- _DOCUMENT SEGMENT_:
-----

Christoph Trauernicht
Department Medical Imaging and Clinical Oncology
Universiteit Stellenbosch University and Tygerberg Hospital
Cape Town; South Africa

Covid-19 was declared a national disaster in South Africa in mid-March and a national lockdown was put in place from 26 March – 16 April. Health workers are classified as “essential”, but it was decided to allow a “work-from-home” strategy in the medical physics division where possible, which was in line with notices issued by head office. Deliverables during the “work-from-home” period could e.g. include the writing and submission of research papers, remote treatment plan checking or compiling the portfolios of evidence in the case of medical physics interns.

-----

- _DATA PROVIDED_:
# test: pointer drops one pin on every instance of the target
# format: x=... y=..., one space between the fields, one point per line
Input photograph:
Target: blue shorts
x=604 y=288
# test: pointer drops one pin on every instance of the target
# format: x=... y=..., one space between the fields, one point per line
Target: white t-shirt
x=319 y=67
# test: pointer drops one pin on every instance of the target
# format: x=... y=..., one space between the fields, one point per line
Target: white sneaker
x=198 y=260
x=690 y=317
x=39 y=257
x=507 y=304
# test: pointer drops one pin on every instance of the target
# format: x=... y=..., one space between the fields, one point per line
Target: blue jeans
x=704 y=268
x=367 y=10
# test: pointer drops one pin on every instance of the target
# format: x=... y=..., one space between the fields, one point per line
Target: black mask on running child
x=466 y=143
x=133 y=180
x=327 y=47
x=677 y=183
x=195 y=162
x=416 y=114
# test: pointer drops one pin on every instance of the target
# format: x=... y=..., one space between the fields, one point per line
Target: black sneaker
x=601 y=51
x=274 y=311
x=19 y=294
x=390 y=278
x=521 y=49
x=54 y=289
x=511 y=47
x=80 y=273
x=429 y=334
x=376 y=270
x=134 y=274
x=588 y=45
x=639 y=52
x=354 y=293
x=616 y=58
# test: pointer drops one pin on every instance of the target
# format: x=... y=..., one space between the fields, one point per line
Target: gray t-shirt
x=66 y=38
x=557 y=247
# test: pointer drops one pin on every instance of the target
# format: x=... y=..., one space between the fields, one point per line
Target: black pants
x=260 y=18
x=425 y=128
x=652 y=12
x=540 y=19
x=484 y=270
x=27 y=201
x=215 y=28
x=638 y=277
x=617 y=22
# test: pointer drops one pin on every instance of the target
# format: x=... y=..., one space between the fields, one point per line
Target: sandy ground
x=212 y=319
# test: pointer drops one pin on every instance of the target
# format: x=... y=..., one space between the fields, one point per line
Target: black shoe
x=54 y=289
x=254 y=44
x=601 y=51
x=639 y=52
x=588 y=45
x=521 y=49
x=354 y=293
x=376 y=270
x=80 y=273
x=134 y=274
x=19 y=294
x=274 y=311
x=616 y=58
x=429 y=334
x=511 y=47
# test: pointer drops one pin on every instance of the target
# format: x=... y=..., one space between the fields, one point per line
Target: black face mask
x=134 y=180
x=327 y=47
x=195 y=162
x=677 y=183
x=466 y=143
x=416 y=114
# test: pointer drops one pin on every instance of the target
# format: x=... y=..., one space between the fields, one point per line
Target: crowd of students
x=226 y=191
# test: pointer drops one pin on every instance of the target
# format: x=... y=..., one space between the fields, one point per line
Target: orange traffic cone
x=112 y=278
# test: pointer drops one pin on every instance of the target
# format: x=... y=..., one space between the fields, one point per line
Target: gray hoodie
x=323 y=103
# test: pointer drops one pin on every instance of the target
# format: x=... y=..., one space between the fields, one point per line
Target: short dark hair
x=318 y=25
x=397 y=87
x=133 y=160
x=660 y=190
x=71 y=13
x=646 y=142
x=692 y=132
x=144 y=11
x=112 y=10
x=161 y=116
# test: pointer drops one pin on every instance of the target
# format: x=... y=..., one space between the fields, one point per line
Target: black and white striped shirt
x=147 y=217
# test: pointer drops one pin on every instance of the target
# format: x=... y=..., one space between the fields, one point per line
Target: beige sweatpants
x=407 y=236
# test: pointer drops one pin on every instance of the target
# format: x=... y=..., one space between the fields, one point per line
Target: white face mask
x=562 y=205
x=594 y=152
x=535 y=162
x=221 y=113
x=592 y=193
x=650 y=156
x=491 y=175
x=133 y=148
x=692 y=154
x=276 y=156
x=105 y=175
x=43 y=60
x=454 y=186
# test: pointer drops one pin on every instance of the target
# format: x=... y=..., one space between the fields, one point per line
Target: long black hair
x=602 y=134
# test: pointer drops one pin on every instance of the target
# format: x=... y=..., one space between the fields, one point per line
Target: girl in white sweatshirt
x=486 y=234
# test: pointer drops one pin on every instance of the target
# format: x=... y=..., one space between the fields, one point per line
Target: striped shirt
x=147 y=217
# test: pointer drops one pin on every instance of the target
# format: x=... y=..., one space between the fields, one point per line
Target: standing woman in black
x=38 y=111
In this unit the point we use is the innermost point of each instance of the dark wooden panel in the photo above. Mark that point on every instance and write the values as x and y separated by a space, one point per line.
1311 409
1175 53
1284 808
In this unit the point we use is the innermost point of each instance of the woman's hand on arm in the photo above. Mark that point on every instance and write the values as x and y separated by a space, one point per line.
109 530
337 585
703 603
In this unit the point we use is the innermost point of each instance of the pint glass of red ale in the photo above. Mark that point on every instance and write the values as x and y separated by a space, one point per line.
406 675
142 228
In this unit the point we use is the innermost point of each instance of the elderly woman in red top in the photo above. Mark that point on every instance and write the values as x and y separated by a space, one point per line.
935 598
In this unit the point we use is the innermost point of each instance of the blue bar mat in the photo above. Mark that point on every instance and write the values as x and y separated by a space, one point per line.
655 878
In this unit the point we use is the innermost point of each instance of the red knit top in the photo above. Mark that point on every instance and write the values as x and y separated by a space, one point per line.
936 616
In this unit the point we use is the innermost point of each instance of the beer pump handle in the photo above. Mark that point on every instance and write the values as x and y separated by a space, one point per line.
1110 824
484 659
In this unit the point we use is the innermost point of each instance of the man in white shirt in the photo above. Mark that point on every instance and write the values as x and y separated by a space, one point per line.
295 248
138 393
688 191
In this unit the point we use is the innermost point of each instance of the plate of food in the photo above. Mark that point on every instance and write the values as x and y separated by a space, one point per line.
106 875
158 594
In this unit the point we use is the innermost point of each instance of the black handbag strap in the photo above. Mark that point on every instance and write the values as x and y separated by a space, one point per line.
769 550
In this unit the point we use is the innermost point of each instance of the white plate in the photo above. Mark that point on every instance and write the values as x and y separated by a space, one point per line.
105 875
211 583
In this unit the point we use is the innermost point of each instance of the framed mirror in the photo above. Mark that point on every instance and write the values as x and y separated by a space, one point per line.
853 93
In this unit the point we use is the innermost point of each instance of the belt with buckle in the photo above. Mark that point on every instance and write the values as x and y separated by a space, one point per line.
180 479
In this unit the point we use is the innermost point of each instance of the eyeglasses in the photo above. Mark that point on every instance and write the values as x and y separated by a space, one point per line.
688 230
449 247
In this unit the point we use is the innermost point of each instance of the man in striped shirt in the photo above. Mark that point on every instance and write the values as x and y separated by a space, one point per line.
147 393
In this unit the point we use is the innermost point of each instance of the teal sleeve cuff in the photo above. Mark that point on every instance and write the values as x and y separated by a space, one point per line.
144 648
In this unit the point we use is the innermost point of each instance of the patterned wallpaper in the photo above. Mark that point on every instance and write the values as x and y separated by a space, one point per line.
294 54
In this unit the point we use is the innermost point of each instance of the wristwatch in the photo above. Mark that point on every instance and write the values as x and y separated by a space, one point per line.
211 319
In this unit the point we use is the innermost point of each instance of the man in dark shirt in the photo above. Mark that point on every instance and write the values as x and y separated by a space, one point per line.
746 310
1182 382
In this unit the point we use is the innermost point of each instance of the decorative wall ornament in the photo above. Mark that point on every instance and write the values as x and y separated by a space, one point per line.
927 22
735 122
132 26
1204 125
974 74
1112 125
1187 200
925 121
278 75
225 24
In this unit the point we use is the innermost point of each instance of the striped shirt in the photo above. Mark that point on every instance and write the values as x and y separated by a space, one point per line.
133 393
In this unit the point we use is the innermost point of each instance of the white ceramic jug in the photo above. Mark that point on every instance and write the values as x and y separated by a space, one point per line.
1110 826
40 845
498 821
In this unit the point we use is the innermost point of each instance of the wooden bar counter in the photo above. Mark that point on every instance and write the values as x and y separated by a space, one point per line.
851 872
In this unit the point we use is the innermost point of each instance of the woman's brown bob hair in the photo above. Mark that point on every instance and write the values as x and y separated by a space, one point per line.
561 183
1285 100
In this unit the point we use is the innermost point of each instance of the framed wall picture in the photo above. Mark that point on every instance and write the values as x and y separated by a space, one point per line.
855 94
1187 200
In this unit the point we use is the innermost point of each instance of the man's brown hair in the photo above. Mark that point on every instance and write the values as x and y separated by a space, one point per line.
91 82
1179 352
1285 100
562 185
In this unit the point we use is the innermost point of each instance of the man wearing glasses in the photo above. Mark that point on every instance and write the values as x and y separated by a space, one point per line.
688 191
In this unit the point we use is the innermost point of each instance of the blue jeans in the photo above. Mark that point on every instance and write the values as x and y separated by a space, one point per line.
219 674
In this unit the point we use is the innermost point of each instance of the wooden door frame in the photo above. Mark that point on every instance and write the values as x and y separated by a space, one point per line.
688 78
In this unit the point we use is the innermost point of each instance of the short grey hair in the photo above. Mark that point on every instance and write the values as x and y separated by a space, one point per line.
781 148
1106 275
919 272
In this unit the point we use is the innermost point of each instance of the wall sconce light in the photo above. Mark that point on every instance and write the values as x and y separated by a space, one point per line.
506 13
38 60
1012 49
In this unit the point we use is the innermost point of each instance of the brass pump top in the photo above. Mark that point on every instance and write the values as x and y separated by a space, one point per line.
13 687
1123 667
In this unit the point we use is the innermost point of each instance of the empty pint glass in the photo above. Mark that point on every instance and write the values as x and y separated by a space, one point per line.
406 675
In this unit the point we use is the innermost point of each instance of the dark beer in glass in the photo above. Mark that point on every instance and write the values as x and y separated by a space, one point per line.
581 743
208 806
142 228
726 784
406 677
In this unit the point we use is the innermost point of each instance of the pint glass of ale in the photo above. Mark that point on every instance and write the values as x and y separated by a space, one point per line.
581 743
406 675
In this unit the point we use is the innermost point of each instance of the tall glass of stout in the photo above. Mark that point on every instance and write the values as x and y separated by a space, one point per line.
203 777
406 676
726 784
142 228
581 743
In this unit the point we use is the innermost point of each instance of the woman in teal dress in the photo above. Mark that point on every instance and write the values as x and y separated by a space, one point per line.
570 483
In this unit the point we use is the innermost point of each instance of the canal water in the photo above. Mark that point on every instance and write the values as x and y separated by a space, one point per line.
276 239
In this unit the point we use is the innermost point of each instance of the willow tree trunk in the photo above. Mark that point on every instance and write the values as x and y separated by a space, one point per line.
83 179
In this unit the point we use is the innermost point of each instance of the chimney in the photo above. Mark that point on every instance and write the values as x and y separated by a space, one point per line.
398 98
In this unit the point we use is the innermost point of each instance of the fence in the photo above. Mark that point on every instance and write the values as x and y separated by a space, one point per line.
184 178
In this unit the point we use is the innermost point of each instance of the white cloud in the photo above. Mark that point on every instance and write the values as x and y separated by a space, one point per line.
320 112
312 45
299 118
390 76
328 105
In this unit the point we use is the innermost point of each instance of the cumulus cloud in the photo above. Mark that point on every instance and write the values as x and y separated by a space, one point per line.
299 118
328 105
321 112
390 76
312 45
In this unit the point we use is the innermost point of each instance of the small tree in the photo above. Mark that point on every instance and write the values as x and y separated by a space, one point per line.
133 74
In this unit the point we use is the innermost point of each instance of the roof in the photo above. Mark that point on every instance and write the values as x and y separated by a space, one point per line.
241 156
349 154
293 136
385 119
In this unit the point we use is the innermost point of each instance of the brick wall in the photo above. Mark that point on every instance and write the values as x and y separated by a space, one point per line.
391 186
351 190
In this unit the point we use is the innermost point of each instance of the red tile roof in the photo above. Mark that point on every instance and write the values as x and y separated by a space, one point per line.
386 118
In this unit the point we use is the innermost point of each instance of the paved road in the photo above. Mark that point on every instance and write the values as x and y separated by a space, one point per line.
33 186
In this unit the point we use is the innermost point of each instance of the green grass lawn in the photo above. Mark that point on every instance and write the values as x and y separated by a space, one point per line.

-----

- _EXERCISE DETAILS_:
Please continue the piece on the Covid-19 lockdown in the medical physics division, starting after its final sentence. Leave the data aside; it has no role here.

- _RESPONSE TO THE EXERCISE_:
A roster was introduced where medical physics staff was staggered, so that not all staff members were on site all the time, but that at least two medical physicists were in the division on any given day, so that all essential services could be covered. QA/QC schedules were also adjusted to take the skeleton staffing into account. Mould room requests are dealt with by the RTTs or the medical physicists as far as possible. Personnel radiation exposure monitoring continues. Patient specific QA or linear accelerator QC can be done after hours. The administration of Lu-177, done by nuclear medicine staffs in this hospital, and the related patient specific internal dosimetry, also proceeded as planned.

Radiation oncology services continue normally, to date no Covid-19 patients have been treated. However, we have started screening all patients at the front door with a questionnaire asking about travel history and Covid-19 symptoms (fever, dry cough, sore throat or similar) or sick family members. We have also introduced patient visitation restrictions and are only allowing at most one relative per patient in the building. We have started hypo-fractionation regimes already to reduce the number of times patients have to come to the hospital during the lockdown. One of our linear accelerators will become a dedicated “Corona-Linac” should the need arise, and provisions were made in the ward as well.

At the time of writing we are in week 1 of the national lockdown, but this system seems to be working.